Given text:
Findings of the Court

  1. ‘In accordance with settled case-law (see, inter alia, Joined Cases 100/80 to 103/80 Musique Diffusion francaise and Others v Commission [1983] ECR 1825, paragraphs 117 to 119, and Dansk Rorindustri and Others v Commission, paragraph 257), the maximum limit of 10% referred to in Article 15(2) of Regulation No 17 relates to the overall turnover of the undertaking concerned, which alone gives an indication of that undertaking’s size and influence on the market.

  1. Furthermore, it follows from the case-law (see, inter alia, Limburgse Vinyl Maatschappij and Others v Commission, paragraphs 592 and 593, and Dansk Rorindustri and Others v Commission, paragraph 278) that it is only the final amount of the fine imposed which must comply with that 10% limit. Consequently, Article 15(2) of Regulation No 17 does not prohibit the Commission from arriving, during the various stages of calculation, at an intermediate amount higher than that limit, provided that the final amount of the fine imposed does not exceed it.

  1. — With respect to this case, it must be held that, as follows from paragraph 367 of the judgment under appeal, the amount of the fine imposed by the Commission remained within that maximum limit of 10%.

  1. As regards the appellant's argument that the Court of First of Instance infringed the principle of equal treatment and its obligation to state reasons concerning the amount of the fine, it is sufficient to recall that, as the Court of First Instance correctly observed in paragraphs 367 to 370 of the judgment under appeal, the Commission is entitled to determine that amount by reference to numerous factors, in particular by taking into account the gravity and duration of the infringements committed and the characteristics of each undertaking belonging to a cartel.

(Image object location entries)
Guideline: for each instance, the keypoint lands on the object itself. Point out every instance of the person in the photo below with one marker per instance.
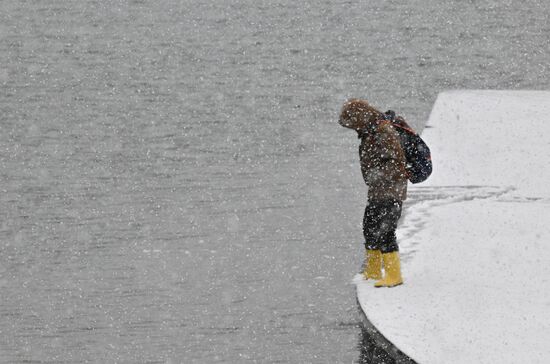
(383, 165)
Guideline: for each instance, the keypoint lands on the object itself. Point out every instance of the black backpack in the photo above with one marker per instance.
(417, 153)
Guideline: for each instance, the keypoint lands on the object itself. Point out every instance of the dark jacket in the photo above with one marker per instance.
(383, 162)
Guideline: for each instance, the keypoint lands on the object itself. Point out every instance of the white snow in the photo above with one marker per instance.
(474, 242)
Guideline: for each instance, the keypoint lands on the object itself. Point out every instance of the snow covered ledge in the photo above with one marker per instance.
(475, 241)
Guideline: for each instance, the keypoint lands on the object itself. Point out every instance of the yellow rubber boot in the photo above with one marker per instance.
(392, 269)
(373, 264)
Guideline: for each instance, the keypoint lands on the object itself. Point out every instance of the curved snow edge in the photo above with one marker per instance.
(381, 341)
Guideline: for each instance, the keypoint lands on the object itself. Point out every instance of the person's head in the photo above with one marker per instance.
(357, 114)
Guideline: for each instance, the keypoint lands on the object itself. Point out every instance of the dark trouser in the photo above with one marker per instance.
(380, 223)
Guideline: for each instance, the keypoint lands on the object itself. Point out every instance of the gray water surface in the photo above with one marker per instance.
(174, 186)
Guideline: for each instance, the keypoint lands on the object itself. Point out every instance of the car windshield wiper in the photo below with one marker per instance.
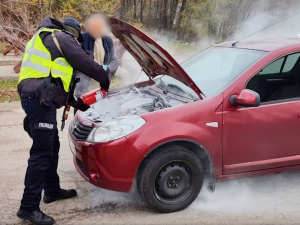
(165, 86)
(175, 86)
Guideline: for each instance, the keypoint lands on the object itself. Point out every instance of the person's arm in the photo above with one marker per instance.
(113, 63)
(80, 60)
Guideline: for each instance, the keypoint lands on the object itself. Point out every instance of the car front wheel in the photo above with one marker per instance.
(170, 179)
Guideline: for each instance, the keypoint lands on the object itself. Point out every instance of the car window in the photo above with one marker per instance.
(274, 67)
(281, 80)
(290, 62)
(281, 65)
(215, 68)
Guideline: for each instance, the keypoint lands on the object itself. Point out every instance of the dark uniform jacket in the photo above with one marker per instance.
(74, 53)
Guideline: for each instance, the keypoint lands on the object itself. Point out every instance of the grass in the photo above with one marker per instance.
(3, 46)
(8, 91)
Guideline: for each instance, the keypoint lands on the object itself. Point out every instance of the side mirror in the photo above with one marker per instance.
(246, 98)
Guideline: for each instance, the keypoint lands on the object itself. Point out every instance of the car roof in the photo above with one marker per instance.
(263, 44)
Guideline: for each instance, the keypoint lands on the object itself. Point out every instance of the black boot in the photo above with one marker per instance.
(64, 194)
(37, 217)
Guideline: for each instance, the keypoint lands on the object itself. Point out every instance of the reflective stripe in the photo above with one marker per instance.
(32, 44)
(36, 66)
(57, 72)
(38, 53)
(62, 63)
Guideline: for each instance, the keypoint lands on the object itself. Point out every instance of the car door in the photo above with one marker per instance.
(267, 136)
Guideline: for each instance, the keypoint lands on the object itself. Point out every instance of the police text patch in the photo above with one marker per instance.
(45, 126)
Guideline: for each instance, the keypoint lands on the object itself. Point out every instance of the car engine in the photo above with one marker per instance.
(130, 101)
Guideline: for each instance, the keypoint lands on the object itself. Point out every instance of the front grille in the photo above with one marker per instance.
(81, 132)
(81, 167)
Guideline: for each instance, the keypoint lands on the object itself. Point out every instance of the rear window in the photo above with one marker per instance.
(282, 65)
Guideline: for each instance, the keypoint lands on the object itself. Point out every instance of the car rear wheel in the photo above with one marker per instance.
(170, 179)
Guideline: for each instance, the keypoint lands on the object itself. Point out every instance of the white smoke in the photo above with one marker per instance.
(288, 28)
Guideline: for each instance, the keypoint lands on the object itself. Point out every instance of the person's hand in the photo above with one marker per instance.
(80, 105)
(105, 85)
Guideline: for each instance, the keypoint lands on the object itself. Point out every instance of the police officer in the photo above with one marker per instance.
(50, 58)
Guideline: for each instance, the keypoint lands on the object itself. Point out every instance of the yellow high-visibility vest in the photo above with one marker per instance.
(37, 62)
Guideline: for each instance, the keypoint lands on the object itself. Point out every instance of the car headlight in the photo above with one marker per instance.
(116, 129)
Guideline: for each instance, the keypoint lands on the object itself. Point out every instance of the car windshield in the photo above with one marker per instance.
(215, 68)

What you need to do:
(1) In the court findings, rewrite the paragraph that begins "Furthermore, it follows from the case-law" as a short bulleted list that keeps its main facts.
(2) According to the court findings, what does the 10% maximum limit in Article 15(2) of Regulation No 17 relate to?
(3) Reproduce the part of the court findings starting at "1. Furthermore, it" and ending at "limit of 10%.".

Responses:
(1)
- Case-law holds that only the final amount of the fine imposed must comply with the 10% limit (see Limburgse Vinyl Maatschappij and Others v Commission, paragraphs 592 and 593, and Dansk Rorindustri and Others v Commission, paragraph 278).
- So Article 15(2) of Regulation No 17 does not stop the Commission from reaching an intermediate amount above that limit during the stages of calculation.
- The condition is that the final fine imposed does not exceed the limit.

(2) It relates to the overall turnover of the undertaking concerned.

(3)
1. Furthermore, it follows from the case-law (see, inter alia, Limburgse Vinyl Maatschappij and Others v Commission, paragraphs 592 and 593, and Dansk Rorindustri and Others v Commission, paragraph 278) that it is only the final amount of the fine imposed which must comply with that 10% limit. Consequently, Article 15(2) of Regulation No 17 does not prohibit the Commission from arriving, during the various stages of calculation, at an intermediate amount higher than that limit, provided that the final amount of the fine imposed does not exceed it.

  1. — With respect to this case, it must be held that, as follows from paragraph 367 of the judgment under appeal, the amount of the fine imposed by the Commission remained within that maximum limit of 10%.